Lista de tareas -
[1] Indica si cada afirmación concuerda con el texto sobre Isaiah Berlin y Marx. Responde sí o no y cita literalmente las palabras del texto que lo deciden.
(a) Al comienzo de su estudio, Berlin encontró aburrido a Marx.
(b) Berlin sostenía que todas las ideas de Marx procedían de otros pensadores.
(c) Berlin negaba que existiera la lucha de clases.
[2] Enumera todas las personas mencionadas por su nombre en el texto sobre Isaiah Berlin y Marx.

Texto de lectura -
La torticera concepción populista de la libertad que amenaza las democracias occidentales
Como Lenin o Stalin, Pablo Iglesias no considera que haya contradicción alguna entre comunismo y libertad. «Son cosas que van unidas», asegura.
Poco antes de morir, Isaiah Berlin recordaba en una larga entrevista con el sociólogo Steven Lukes cómo muchos de sus colegas de Oxford se sintieron fascinados por el comunismo, algo incomprensible para «cualquiera que, como yo, hubiese presenciado la Revolución rusa […]. En Rusia vi […] cadáveres en las calles, leí historias sobre personas completamente inocentes que eran condenadas a muerte por vender cerillas en la calle. La sede de la Checa [la policía secreta bolchevique] era en 1918 y 1919 un mundo terrorífico».
Indignado ante «los embustes marxistas» y «toda aquella cháchara estalinista» sobre «la verdadera libertad», Berlin decidió profundizar en los fundamentos de un discurso que «costó vidas» y, sin embargo, encontró durante la Guerra Fría tan cálida acogida entre la supuesta élite intelectual de Occidente.
Un pensador poco original
Berlin conocía bien a Marx. En 1933 le habían encargado una monografía sobre él y, al principio, le resultó espantosamente aburrido. «Leí a Marx más de lo que sería recomendable para mí o para cualquiera».
Pero no tardó en interesarse por sus ideas. Aunque la mayoría «procedía de otros pensadores» con los que «nunca admitió estar en deuda», Berlin descubrió también algunos hallazgos «completamente originales». Uno de ellos era la profunda influencia de la tecnología en la cultura. Otro, la anticipación del papel de las multinacionales: «la expresión gran empresa no se utilizaba en el siglo XIX». Finalmente, estaba la lucha de clases, sobre la que «se ha exagerado», pero de cuya existencia «no cabe duda».
La más tóxica de todas las aportaciones marxistas resultó, sin embargo, una hija espuria de la Ilustración.

Registros -
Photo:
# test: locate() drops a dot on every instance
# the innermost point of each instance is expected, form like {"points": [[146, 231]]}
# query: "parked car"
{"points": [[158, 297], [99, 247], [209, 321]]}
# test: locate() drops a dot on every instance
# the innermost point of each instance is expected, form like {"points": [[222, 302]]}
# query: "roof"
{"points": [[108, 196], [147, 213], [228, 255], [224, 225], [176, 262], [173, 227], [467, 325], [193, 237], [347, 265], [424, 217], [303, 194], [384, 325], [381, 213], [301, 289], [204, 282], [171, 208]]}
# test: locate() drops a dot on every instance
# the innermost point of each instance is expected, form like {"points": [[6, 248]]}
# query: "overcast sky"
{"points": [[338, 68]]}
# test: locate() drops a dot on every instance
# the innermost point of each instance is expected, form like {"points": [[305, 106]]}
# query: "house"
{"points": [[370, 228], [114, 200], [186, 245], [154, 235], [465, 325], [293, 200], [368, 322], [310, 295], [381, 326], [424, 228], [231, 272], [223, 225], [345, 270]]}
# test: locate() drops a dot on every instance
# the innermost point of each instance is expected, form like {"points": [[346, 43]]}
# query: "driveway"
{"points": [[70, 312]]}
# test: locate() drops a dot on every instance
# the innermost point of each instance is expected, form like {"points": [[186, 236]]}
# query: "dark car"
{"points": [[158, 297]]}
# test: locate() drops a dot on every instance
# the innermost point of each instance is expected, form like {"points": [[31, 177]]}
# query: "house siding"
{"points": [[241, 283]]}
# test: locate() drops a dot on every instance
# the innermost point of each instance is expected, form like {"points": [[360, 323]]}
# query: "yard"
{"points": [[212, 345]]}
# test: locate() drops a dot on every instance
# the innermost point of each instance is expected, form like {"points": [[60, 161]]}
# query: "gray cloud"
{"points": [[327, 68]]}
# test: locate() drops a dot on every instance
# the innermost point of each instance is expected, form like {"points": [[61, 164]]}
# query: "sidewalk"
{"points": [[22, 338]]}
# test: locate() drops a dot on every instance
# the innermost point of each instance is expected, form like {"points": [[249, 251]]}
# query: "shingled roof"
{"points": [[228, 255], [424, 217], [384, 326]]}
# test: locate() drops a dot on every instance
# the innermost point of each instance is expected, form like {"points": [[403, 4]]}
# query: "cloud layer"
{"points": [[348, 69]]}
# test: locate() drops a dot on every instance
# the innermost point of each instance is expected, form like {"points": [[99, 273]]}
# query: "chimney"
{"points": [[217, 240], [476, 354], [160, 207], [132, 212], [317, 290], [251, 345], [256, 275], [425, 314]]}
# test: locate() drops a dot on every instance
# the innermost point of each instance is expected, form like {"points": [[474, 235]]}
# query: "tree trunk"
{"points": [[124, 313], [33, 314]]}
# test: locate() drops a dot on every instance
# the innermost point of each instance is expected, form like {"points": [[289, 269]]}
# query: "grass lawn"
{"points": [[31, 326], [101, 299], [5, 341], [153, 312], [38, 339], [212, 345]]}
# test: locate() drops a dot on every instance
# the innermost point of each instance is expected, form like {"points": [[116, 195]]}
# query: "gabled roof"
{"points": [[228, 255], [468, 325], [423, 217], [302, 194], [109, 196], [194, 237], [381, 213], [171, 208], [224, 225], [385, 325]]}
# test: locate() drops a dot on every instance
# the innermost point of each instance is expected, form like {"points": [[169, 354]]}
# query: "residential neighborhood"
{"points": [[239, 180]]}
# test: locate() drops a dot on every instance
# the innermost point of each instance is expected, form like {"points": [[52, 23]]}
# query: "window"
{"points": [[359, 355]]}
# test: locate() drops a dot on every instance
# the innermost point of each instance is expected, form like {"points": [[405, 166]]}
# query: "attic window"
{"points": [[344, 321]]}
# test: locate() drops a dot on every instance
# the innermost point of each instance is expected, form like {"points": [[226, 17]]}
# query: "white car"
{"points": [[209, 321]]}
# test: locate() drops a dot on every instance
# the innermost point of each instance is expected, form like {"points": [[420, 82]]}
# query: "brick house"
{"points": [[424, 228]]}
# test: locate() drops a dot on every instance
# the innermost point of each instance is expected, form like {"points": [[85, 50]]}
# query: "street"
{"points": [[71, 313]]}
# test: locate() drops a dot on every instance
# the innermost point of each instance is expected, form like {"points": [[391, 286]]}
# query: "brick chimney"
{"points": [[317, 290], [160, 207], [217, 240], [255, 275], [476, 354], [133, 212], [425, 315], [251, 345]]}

Soluciones -
[1]
(a) Sí: «al principio, le resultó espantosamente aburrido».
(b) No: «Berlin descubrió también algunos hallazgos «completamente originales»».
(c) No: «de cuya existencia «no cabe duda»».

[2] Lenin, Stalin, Pablo Iglesias, Isaiah Berlin, Steven Lukes y Marx.